Problem details: Output every line of the entries from the line containing "Where can you see the riverbank?" through the last, exactly, with no other content.

Records for processing:
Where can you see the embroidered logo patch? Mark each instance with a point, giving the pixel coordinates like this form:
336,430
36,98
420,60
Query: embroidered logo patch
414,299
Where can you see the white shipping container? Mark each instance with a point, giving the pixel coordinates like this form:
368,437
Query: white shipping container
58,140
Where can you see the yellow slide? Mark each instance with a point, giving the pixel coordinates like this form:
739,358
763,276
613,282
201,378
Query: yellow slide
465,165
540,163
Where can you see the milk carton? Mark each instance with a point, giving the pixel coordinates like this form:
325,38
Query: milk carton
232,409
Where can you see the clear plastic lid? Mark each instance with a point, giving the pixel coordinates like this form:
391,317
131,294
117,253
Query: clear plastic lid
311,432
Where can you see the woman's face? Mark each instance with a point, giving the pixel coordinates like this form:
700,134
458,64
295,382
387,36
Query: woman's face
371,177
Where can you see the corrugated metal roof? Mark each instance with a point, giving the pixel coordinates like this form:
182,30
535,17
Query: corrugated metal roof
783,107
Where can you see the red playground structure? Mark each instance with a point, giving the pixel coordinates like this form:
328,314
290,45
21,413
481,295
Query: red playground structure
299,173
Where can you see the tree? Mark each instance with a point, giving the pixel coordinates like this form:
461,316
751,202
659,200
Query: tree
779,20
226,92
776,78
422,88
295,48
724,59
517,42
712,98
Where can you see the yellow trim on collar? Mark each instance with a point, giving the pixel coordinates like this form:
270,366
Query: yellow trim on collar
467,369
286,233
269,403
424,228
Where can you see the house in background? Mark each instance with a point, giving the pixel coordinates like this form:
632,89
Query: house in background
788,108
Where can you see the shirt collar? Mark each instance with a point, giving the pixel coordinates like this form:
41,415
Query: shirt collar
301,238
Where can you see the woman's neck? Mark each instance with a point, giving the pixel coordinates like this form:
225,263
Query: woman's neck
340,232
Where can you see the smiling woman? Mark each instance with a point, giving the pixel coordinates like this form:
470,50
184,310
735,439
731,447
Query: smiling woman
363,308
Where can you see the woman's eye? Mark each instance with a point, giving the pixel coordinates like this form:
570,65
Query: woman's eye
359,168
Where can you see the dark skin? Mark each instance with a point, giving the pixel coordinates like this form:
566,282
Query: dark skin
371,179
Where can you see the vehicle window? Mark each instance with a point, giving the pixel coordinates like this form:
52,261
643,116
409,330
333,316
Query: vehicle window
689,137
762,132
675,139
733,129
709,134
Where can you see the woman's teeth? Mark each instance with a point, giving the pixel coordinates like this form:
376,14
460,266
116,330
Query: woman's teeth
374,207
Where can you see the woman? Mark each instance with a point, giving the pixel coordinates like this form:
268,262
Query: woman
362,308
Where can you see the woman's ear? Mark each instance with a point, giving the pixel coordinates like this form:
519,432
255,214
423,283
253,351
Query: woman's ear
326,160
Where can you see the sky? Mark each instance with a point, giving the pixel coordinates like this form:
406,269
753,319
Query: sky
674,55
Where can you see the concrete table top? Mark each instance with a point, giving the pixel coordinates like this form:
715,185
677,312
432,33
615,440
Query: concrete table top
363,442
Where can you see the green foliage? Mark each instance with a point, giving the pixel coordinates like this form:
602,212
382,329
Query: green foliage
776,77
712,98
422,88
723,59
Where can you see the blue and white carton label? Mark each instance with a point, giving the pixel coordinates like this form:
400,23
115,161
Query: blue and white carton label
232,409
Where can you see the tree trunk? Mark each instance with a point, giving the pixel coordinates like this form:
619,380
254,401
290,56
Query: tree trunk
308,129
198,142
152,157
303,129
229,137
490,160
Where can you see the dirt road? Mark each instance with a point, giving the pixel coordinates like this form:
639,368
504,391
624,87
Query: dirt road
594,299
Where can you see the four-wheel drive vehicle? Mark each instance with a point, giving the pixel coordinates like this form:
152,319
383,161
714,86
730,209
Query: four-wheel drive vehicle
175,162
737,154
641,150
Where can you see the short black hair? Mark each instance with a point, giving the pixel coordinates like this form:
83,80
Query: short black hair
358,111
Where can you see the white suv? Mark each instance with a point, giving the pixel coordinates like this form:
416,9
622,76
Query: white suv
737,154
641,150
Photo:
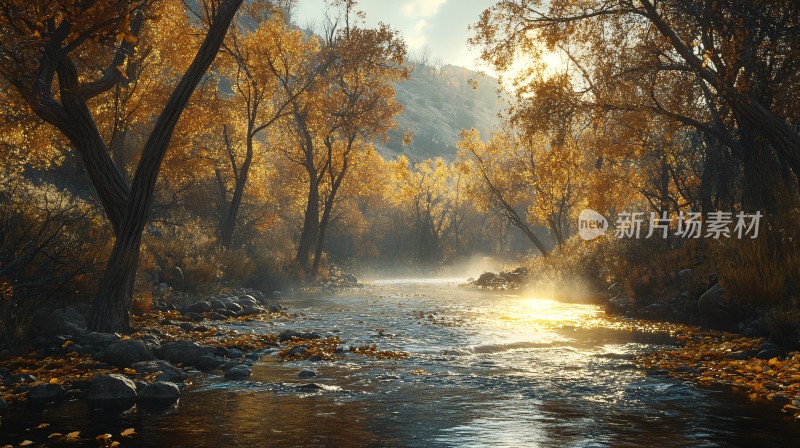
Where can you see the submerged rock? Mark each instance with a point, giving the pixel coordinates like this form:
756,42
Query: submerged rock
127,353
111,390
238,373
159,394
169,372
46,393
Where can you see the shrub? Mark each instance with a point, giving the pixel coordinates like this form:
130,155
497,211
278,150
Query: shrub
51,247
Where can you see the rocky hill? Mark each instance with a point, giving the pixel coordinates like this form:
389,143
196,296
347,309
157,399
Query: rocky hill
438,103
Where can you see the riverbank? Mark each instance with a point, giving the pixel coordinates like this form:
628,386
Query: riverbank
168,350
743,360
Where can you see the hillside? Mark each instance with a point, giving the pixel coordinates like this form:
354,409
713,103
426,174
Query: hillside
438,103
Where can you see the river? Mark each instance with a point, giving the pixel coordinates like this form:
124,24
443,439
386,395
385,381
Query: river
485,369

Worked answer:
Where can you see the riverbank? Mark each instance with a point, giving the pixel coordinates like this form:
628,386
Query: riverbank
168,350
743,360
Where can you see the hillside? Mark each instance with a point, giving the pixel coordinates like this form:
354,409
713,103
426,174
Query: hillside
438,103
Where can you see the river? Mark each instance with a point, giving the pixel coordinates like this form:
124,24
443,439
386,395
385,381
Query: river
485,369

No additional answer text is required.